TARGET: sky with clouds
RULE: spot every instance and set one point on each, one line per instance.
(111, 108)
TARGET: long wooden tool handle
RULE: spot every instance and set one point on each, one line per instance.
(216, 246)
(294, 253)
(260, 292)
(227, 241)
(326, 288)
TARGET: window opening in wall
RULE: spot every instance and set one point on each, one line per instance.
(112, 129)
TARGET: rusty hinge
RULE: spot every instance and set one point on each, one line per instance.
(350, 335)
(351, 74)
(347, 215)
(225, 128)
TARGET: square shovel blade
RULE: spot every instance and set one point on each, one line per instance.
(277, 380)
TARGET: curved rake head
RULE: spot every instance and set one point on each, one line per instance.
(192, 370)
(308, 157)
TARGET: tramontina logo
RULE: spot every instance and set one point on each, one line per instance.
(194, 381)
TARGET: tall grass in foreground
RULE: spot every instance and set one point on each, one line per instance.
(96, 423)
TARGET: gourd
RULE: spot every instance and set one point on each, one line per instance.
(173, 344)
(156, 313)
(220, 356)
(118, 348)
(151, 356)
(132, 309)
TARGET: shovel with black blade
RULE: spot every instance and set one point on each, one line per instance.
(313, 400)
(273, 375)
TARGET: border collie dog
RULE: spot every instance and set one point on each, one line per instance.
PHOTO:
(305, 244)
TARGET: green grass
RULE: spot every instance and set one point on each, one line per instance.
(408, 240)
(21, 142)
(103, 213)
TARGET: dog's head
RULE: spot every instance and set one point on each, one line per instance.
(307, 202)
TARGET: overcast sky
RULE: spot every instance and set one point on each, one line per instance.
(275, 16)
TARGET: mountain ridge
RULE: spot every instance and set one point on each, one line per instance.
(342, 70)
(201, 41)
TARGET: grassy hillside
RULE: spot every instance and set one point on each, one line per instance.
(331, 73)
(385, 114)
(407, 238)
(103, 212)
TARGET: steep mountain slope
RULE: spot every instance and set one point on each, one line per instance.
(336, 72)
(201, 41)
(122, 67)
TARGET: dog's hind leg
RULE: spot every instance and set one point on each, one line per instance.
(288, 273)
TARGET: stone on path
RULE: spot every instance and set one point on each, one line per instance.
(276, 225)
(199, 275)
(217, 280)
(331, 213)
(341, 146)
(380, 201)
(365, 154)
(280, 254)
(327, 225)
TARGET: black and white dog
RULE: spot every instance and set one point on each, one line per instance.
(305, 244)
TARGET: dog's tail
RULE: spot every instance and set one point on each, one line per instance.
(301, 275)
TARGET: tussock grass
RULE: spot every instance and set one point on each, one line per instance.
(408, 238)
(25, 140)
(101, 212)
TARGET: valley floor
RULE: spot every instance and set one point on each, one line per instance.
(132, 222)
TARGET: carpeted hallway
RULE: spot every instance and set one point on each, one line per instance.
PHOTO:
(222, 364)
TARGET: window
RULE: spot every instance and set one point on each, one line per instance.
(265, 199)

## Exercise
Each of the entries must be written out again exactly.

## Written response
TARGET: sky with clouds
RULE: spot every instance and set one point on each, one line per instance.
(111, 108)
TARGET: long wooden tool handle
RULE: spot every instance and set one point on each, one line per instance.
(216, 246)
(294, 253)
(260, 292)
(227, 241)
(326, 288)
TARGET: window opening in wall
RULE: spot every instance and set one point on each, one line per instance.
(112, 129)
TARGET: rusty hinge
RULE: spot every instance and set one point on each, one line per instance.
(350, 335)
(351, 74)
(347, 215)
(225, 128)
TARGET: square shovel blade
RULE: spot every instance and set one point on each, one line per instance.
(277, 380)
TARGET: curved rake head
RULE: spot every instance and set one point on each, one line per instance.
(192, 370)
(308, 157)
TARGET: tramontina logo
RULE: spot every instance and set one point on each, one line per instance.
(194, 381)
TARGET: tall grass in foreground
RULE: spot every instance and set one point on each, one line per instance.
(96, 423)
TARGET: gourd
RULE: spot every instance and set one point on each, one line per instance.
(173, 344)
(156, 313)
(220, 356)
(118, 348)
(151, 356)
(132, 309)
TARGET: shovel with black blade
RULE: spot every instance and set one point on each, one line per instance.
(313, 400)
(273, 375)
TARGET: border collie dog
RULE: spot every instance and set one point on each, one line per instance.
PHOTO:
(305, 244)
TARGET: green grass
RULE: spot every instance and set one point on each, one line per instance.
(408, 240)
(21, 142)
(103, 213)
TARGET: dog's head
RULE: spot every instance and set one point on each, one line per instance.
(307, 202)
TARGET: overcast sky
RULE: spot every instance and set one point on each, one line per instance.
(275, 16)
TARGET: mountain ridge
RULE: spot every instance and set one point on each, one line per instance.
(342, 70)
(201, 41)
TARGET: grassy hillside
RULE: spot every instance and set one point on each, one line per instance.
(331, 73)
(385, 114)
(407, 238)
(103, 212)
TARGET: steep mountain slope
RULE: spot every instance and set one point on each, one line per instance.
(336, 72)
(201, 41)
(122, 67)
TARGET: dog's hind leg
RULE: spot every instance and set one point on each, one line per instance.
(288, 273)
TARGET: stone on path
RULE: spot every instance and set one point on each, one line per instance.
(276, 225)
(199, 275)
(217, 280)
(331, 213)
(341, 146)
(380, 201)
(365, 154)
(280, 254)
(327, 225)
TARGET: black and white dog
RULE: spot every instance and set one point on each, one line per instance.
(305, 244)
TARGET: dog's tail
RULE: spot every instance and set one point on each, one line per instance.
(301, 275)
TARGET: tussock grass
RULE: spot every instance and set one point on each, one line per instance.
(408, 238)
(25, 140)
(101, 212)
TARGET: valley floor
RULE: spot every instance and set one point on each, one line per instance.
(132, 222)
TARGET: carpeted hallway
RULE: spot every instance and set one point on each, one line per instance.
PHOTO:
(222, 364)
TARGET: window
RULE: spot every instance and set one point on each, one line per instance.
(265, 199)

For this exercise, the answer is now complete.